** begin **
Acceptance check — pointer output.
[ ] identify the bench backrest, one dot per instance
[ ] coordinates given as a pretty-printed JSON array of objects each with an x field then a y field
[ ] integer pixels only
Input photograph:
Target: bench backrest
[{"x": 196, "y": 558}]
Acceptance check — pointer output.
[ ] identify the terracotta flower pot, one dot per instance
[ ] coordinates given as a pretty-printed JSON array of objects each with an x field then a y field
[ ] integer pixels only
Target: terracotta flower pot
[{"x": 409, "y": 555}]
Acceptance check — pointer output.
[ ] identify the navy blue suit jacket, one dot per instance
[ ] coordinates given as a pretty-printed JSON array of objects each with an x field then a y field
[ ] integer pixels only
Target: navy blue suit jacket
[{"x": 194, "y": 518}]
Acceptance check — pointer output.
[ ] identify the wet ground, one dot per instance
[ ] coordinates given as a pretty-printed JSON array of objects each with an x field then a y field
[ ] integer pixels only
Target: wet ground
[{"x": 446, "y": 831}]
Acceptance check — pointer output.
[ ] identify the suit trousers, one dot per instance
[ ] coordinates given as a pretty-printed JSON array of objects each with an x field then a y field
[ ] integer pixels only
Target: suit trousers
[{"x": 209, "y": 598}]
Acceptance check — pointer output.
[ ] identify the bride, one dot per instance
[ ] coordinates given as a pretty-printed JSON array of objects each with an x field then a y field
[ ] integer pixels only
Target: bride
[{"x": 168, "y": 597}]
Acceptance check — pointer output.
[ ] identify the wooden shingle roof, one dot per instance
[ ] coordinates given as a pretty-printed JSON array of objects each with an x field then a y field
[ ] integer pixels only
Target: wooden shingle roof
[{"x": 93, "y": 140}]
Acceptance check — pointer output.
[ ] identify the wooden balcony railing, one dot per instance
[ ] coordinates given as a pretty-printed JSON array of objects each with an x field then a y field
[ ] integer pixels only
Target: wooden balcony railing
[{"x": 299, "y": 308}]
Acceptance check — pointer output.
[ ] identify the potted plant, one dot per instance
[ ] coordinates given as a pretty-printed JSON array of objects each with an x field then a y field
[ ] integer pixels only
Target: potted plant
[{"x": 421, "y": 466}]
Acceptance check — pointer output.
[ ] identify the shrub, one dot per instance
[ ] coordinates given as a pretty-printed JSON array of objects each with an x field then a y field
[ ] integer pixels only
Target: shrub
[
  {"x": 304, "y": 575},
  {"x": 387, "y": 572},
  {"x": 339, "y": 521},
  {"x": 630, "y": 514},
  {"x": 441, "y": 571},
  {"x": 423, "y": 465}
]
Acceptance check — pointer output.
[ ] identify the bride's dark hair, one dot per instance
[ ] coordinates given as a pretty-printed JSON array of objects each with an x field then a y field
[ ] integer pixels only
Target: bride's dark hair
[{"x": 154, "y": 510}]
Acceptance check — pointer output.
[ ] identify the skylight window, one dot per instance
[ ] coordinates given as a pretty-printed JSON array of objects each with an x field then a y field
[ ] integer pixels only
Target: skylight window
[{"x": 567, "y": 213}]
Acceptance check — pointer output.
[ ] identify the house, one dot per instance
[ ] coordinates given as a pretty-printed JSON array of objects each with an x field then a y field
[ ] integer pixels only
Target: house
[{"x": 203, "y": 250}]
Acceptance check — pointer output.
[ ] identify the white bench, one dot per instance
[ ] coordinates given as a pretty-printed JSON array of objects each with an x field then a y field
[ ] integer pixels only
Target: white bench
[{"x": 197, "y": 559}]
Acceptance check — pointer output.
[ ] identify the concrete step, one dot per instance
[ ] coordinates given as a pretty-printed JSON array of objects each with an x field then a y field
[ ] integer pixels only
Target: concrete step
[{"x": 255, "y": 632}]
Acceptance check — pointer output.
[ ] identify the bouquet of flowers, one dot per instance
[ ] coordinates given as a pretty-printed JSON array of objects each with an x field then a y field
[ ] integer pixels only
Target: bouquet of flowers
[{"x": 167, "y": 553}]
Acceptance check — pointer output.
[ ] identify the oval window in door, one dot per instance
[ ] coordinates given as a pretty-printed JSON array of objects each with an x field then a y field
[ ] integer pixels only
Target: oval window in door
** end **
_DIRECTIONS FOR THIS TASK_
Could you give all the records above again, switching every "Acceptance check" to "Quality check" and leaving everything else unchanged?

_SOLUTION FOR THIS EXERCISE_
Quality check — pointer output.
[ ] identify the bench backrest, one dot per instance
[ ] coordinates given as a pretty-printed JSON array of objects each with an x field then a y field
[ ] integer pixels only
Input photograph:
Target: bench backrest
[{"x": 196, "y": 558}]
Quality check — pointer output.
[ ] identify the terracotta flower pot, one dot per instance
[ ] coordinates given as a pretty-printed JSON array of objects each with an x field then a y field
[ ] integer pixels only
Target: terracotta flower pot
[{"x": 409, "y": 555}]
Quality check — pointer output.
[ ] identify the navy blue suit jacket, one dot per instance
[ ] coordinates given as a pretty-printed JSON array of objects each with an x field then a y field
[ ] integer pixels only
Target: navy blue suit jacket
[{"x": 194, "y": 518}]
Quality check — pointer output.
[ ] identify the wet ground, one dot per instance
[ ] coordinates given as a pretty-printed JSON array of objects each with an x field then a y field
[ ] integer pixels only
Target: wet ground
[{"x": 446, "y": 831}]
Quality check — pointer output.
[ ] identify the suit trousers, one dot per instance
[ ] coordinates given as a pretty-printed JSON array of objects each with an x field then a y field
[ ] integer pixels only
Target: suit trousers
[{"x": 209, "y": 598}]
Quality check — pointer output.
[ ] identify the bride, one dot per instance
[ ] coordinates given as a pretty-printed JSON array of objects each with an x field then a y field
[ ] integer pixels only
Target: bride
[{"x": 168, "y": 597}]
Quality check — pointer output.
[ ] identify the wooden shingle roof, one dot per instance
[ ] coordinates given as a pretty-printed JSON array of objects each with an x field then a y field
[ ] integer pixels only
Target: wooden shingle roof
[{"x": 93, "y": 140}]
Quality check — pointer output.
[ ] identify the wooden balcony railing, one dot per instance
[ ] coordinates given as a pretty-printed JSON array of objects each with an x field then a y field
[ ] integer pixels only
Target: wooden balcony railing
[{"x": 299, "y": 308}]
Quality check — pointer output.
[ ] identify the potted plant, one dot per instance
[ ] coordinates given as a pretty-printed JSON array of objects each with an x field then a y field
[ ] integer pixels only
Target: potted plant
[{"x": 421, "y": 466}]
Quality check — pointer output.
[ ] identify the shrub, one dot per instance
[ ] coordinates given as a pretty-printed JSON array of objects each with an x field then a y field
[ ] integer pixels only
Target: shrub
[
  {"x": 304, "y": 575},
  {"x": 387, "y": 572},
  {"x": 339, "y": 521},
  {"x": 630, "y": 514},
  {"x": 441, "y": 571},
  {"x": 423, "y": 465}
]
Quality check — pointer output.
[ ] identify the bride's dark hair, one dot per instance
[ ] coordinates given as a pretty-printed JSON array of objects each with an x field then a y field
[ ] integer pixels only
Target: bride's dark hair
[{"x": 154, "y": 510}]
Quality check — pointer output.
[ ] identify the skylight window, one dot per instance
[ ] coordinates given as a pretty-printed JSON array of objects each with an x field then a y field
[ ] integer pixels only
Target: skylight window
[{"x": 567, "y": 213}]
Quality check — pointer output.
[ ] identify the house, one dot per instance
[ ] coordinates given as a pretty-printed JSON array of objects each with an x field then a y field
[ ] integer pixels only
Target: house
[{"x": 203, "y": 250}]
Quality check — pointer output.
[ ] identify the white bench, one dot per instance
[ ] coordinates given as a pretty-printed JSON array of objects each with an x field then a y field
[ ] integer pixels only
Target: white bench
[{"x": 197, "y": 559}]
Quality check — pointer output.
[ ] identify the concrete step, one dot per instance
[ ] coordinates given as a pretty-printed JSON array of objects each with an x field then a y field
[ ] integer pixels only
Target: concrete step
[{"x": 255, "y": 632}]
Quality check — pointer output.
[ ] identify the bouquet of flowers, one dot per instance
[ ] coordinates given as a pretty-printed JSON array of objects each with an x field then a y field
[ ] integer pixels only
Target: bouquet of flowers
[{"x": 167, "y": 553}]
Quality check — pointer output.
[ ] identify the oval window in door, one dot per instance
[ ] coordinates given as a pretty-printed JSON array of objects each with an x field then a y field
[ ] integer pixels only
Target: oval window in door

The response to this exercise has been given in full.